KUTIPAN TEKS |
▼

KRISIS kemanusiaan yang terjadi di Jalur Gaza dan Tepi Barat Palestina terus memburuk seiring meningkatnya eskalasi militer oleh Israel dalam periode 14–22 Juli 2025.
Berdasarkan laporan dari berbagai sumber kemanusiaan internasional dan pemantauan media independen di lapangan, serangan udara, blokade bantuan, dan ketegangan politik internal Israel memperburuk penderitaan warga sipil, terutama perempuan dan anak-anak.
Serangan Militer dan Dampak Sipil
Pada 16 Juli 2025, pasukan militer Israel meluncurkan serangan intensif ke Khan Yunis, wilayah selatan Gaza, diikuti oleh tembakan artileri yang menghantam sektor barat pada 18 Juli.
Serangan udara terhadap Kota Gaza menghancurkan sejumlah permukiman sipil, memperparah krisis tempat tinggal yang telah melanda wilayah tersebut sejak awal tahun.
Kelompok perlawanan Palestina membalas dengan peluncuran roket yang memicu respons sistem pertahanan udara Israel. Ledakan terdengar di wilayah tengah pada 15 Juli, menciptakan ketegangan yang makin meluas.

▲

DATA YANG DITAMPILKAN |

▼

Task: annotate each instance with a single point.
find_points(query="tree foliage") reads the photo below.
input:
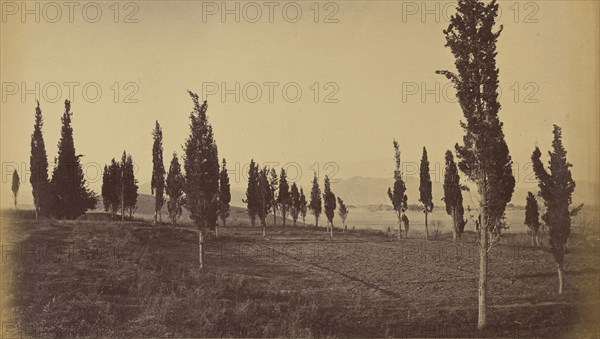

▲

TUGAS UNTUK DIKERJAKAN |
1: Salin dengan persis bagian kutipan teks tentang krisis di Gaza, mulai dari "Serangan Militer dan" sampai dengan "pada 18 Juli.".
2: Tentukan apakah setiap pernyataan berikut sesuai dengan kutipan teks tentang krisis di Gaza. Jawab ya atau tidak, lalu kutip persis kata-kata teks yang menjadi penentunya. (a) Serangan intensif ke Khan Yunis diluncurkan pada 16 Juli 2025. (b) Ledakan di wilayah tengah terdengar pada 18 Juli. (c) Krisis tempat tinggal di wilayah tersebut baru muncul pada bulan Juli.

JAWABAN TIAP TUGAS |
1:
Serangan Militer dan Dampak Sipil
Pada 16 Juli 2025, pasukan militer Israel meluncurkan serangan intensif ke Khan Yunis, wilayah selatan Gaza, diikuti oleh tembakan artileri yang menghantam sektor barat pada 18 Juli.

2:
(a) Ya: "Pada 16 Juli 2025, pasukan militer Israel meluncurkan serangan intensif ke Khan Yunis".
(b) Tidak: "Ledakan terdengar di wilayah tengah pada 15 Juli".
(c) Tidak: "krisis tempat tinggal yang telah melanda wilayah tersebut sejak awal tahun".